=== Data section ===

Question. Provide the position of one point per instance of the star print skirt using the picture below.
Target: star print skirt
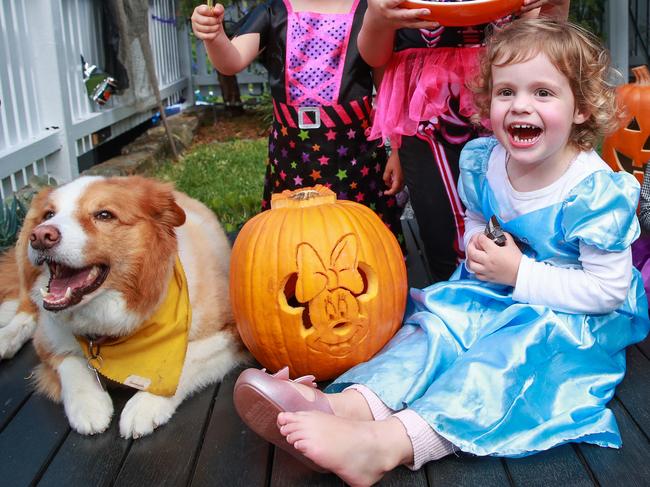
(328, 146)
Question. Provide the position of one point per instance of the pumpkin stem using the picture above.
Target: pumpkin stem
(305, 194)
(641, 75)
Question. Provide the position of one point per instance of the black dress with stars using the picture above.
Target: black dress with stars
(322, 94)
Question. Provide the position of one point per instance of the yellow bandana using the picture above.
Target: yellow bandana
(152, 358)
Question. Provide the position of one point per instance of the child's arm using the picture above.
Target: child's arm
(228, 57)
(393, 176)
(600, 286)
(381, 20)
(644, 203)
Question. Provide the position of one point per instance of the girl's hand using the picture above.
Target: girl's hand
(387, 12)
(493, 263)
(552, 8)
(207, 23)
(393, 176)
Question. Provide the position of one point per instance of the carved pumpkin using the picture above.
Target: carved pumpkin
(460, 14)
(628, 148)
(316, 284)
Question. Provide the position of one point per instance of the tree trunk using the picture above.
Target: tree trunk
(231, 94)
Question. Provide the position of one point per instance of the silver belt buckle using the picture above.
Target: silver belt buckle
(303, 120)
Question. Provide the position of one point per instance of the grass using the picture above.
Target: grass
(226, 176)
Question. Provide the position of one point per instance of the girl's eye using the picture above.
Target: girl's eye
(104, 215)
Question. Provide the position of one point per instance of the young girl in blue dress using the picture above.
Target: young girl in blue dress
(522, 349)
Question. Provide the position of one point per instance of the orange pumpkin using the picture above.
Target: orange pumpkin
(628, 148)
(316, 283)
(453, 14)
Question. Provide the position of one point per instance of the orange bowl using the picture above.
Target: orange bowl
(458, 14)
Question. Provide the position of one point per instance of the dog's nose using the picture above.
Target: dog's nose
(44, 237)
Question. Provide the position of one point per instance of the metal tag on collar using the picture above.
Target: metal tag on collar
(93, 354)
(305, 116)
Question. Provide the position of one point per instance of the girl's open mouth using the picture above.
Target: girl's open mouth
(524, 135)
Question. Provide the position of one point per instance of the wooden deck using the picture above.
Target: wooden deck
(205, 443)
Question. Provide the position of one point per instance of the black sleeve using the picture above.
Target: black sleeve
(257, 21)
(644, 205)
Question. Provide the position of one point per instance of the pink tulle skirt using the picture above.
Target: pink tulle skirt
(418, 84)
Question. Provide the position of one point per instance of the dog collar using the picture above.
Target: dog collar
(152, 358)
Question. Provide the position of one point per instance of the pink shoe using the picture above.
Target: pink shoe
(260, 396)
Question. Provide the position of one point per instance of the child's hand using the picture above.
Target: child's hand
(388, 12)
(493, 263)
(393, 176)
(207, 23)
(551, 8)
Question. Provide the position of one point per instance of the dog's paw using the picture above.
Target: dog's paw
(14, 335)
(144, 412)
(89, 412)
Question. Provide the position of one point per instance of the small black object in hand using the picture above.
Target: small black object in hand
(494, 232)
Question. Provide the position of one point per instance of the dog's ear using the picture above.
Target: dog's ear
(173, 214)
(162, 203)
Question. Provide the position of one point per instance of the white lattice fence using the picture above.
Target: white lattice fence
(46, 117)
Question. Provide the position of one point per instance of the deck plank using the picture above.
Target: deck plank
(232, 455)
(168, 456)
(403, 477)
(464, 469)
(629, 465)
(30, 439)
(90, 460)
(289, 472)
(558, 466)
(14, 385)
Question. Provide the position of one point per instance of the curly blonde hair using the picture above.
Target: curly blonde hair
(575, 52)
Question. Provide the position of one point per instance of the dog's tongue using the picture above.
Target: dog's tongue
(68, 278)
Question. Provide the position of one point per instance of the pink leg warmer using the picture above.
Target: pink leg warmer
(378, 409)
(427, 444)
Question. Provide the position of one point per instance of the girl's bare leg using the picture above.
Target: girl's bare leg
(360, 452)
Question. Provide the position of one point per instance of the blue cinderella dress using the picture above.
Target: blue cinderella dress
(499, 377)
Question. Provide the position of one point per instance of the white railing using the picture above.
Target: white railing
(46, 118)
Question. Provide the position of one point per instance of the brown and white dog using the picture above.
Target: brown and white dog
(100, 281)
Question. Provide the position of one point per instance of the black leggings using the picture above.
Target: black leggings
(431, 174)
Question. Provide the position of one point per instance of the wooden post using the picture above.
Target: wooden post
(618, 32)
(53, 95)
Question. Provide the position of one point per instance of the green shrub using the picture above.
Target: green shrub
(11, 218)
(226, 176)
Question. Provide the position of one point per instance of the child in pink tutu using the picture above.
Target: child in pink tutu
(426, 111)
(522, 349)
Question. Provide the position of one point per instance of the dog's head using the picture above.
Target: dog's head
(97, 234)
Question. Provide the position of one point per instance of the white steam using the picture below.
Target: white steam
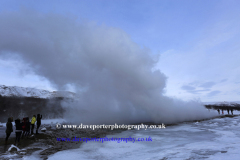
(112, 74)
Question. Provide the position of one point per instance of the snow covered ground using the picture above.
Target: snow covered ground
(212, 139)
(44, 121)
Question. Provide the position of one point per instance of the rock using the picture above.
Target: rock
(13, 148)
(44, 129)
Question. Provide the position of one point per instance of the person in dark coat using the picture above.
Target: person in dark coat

===

_What to do_.
The records above should be returned exactly, with only their pictures held back.

_Task response_.
Question. Provide the position of one point per instance of the star print skirt using the picture below.
Target: star print skirt
(328, 146)
Question. Provide the position of one point per instance of the pumpkin stem using the picture above.
Target: pumpkin stem
(305, 194)
(641, 75)
Question. Provide the position of one point per instance of the black dress with stars using the picture above.
Target: black dress with stars
(322, 94)
Question. Provide the position of one point per instance of the yellow bandana using the picture above.
Target: yellow bandana
(152, 358)
Question. Provide the position of one point per instance of the child's arm using the picture above.
Target: child's arm
(228, 57)
(393, 176)
(600, 286)
(381, 20)
(644, 203)
Question. Provide the position of one point per instance of the girl's hand using the picture above.
Target: girl's hand
(387, 12)
(493, 263)
(552, 8)
(207, 23)
(393, 176)
Question. Provide the position of one point per instance of the carved pumpkin using the picture above.
Target: carved pumpkin
(460, 14)
(628, 148)
(316, 284)
Question. Provide the position of one point per instance of the tree trunk using the picture above.
Target: tree trunk
(231, 94)
Question. Provide the position of one point per instance of the silver belt buckle using the picture above.
Target: silver belt buckle
(303, 120)
Question. Provide the position of one point per instance of the grass using the picture above.
Target: grass
(226, 176)
Question. Provide the position of one point per instance of the girl's eye using the picture above.
Target: girl's eye
(104, 215)
Question. Provide the position of one point per instance of the young girl in blue dress using the picture above.
Target: young girl in blue dress
(522, 349)
Question. Provide the position of one point per instance of the orange pumpkin using the picture above.
Target: orange pumpkin
(628, 148)
(316, 283)
(453, 14)
Question. Provide the position of one point per instance of the orange bowl using the picture above.
Target: orange bowl
(458, 14)
Question. Provide the position of one point per instance of the dog's nose using the picture above.
Target: dog's nose
(44, 237)
Question. Provide the position of one point per instance of the metal tag on collar using the picture above.
Target: metal tag on collar
(93, 354)
(305, 116)
Question. Provide the position of one point per instance of the girl's open mouth using the picture above.
Target: girl's open mouth
(524, 135)
Question. Provide the position of one point per instance of the wooden deck using the picture above.
Target: wooden deck
(205, 443)
Question. Provide the position of one point per instance of the black sleeve using the picture above.
Target: black sleeve
(257, 21)
(644, 205)
Question. Provide the position of one point per instance of the pink tulle skirt using the picture above.
Target: pink tulle skirt
(418, 84)
Question. Provide the position of one point per instance of the dog collar using the picture above.
Target: dog collar
(152, 358)
Question. Provide the position of one point per instance of the pink shoe using the picture above.
Target: pink shoe
(260, 396)
Question. Provide the position of one point per instance of the child's hand using the picture above.
Target: child's hand
(388, 12)
(493, 263)
(393, 176)
(207, 23)
(551, 8)
Question. Provide the position of one point per instance of the dog's paw using the picture above.
Target: dog's paw
(14, 335)
(144, 412)
(89, 412)
Question. Provide the position of one point per instance of the small black object in hand using the picture above.
Target: small black object in hand
(494, 232)
Question. Provide the position of one point per instance of the dog's ear using the picture above.
Target: dog's ear
(173, 214)
(162, 203)
Question. Provide the position of one point per instance of the white lattice fence using the picture above.
Target: white lattice fence
(46, 117)
Question. Provide the position of one point per instance of the deck plank using the picture above.
Target: deck plank
(232, 455)
(168, 456)
(403, 477)
(464, 469)
(629, 465)
(30, 439)
(90, 460)
(289, 472)
(558, 466)
(14, 385)
Question. Provide the position of one point per instance of the curly blonde hair using the picture above.
Target: curly blonde hair
(575, 52)
Question. Provide the position of one point per instance of the dog's tongue using the picture above.
Target: dog's tongue
(68, 278)
Question. Provide the position of one point per instance of the pink leg warmer using the picture above.
Target: pink leg warmer
(378, 409)
(427, 444)
Question. Provide the position of one point per instance of the girl's bare leg using the picture above.
Target: girl's bare leg
(360, 452)
Question. Provide the position of one point per instance of the blue cinderella dress using the picture above.
Target: blue cinderella dress
(499, 377)
Question. Provide the position of one point per instance of the white railing using the picture above.
Target: white railing
(46, 118)
Question. Provide the position of one point per instance of the brown and white dog using the picture above.
Target: brown and white dog
(100, 281)
Question. Provide the position of one point per instance of the black leggings using the picture above.
Target: black leggings
(431, 174)
Question. Provide the position of one point per instance of the wooden post using the picture above.
Target: wooden post
(618, 32)
(53, 95)
Question. Provide the position of one point per instance of the green shrub using the picture above.
Target: green shrub
(11, 218)
(226, 176)
Question. Provide the position of one point per instance of the child in pink tutu using the picture above.
Target: child in pink tutu
(426, 111)
(522, 349)
Question. Provide the position of one point per instance of the dog's head using the picture above.
Target: dog's head
(97, 234)
Question. Provide the position of one point per instance of the white steam using the picture below.
Target: white steam
(112, 74)
Question. Provide the position of one point per instance of the snow covered ground using the picture above.
Target: snow covered ground
(212, 139)
(44, 121)
Question. Provide the position of one point per instance of the rock using the picture above.
Target: rock
(13, 148)
(44, 129)
Question. Provide the position of one point per instance of the person in dark coat using the picture above.
Target: person in dark coat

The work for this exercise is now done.